**EXERCISE BRIEF**
Copy the items below, swapping "point" for "marker" wherever it occurs and leaving every other word as it stands.

-- START --

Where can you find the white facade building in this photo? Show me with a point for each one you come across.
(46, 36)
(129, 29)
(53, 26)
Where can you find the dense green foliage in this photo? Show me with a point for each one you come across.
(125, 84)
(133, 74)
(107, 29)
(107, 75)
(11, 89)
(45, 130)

-- END --

**ANSWER BELOW**
Where can you find the white facade building in this photo? Show me with a marker for each one you come across.
(46, 36)
(129, 29)
(53, 26)
Where can you find the dense green foliage in this photo? Show me with a marker for each one you come across.
(125, 84)
(133, 74)
(107, 29)
(107, 75)
(11, 89)
(45, 130)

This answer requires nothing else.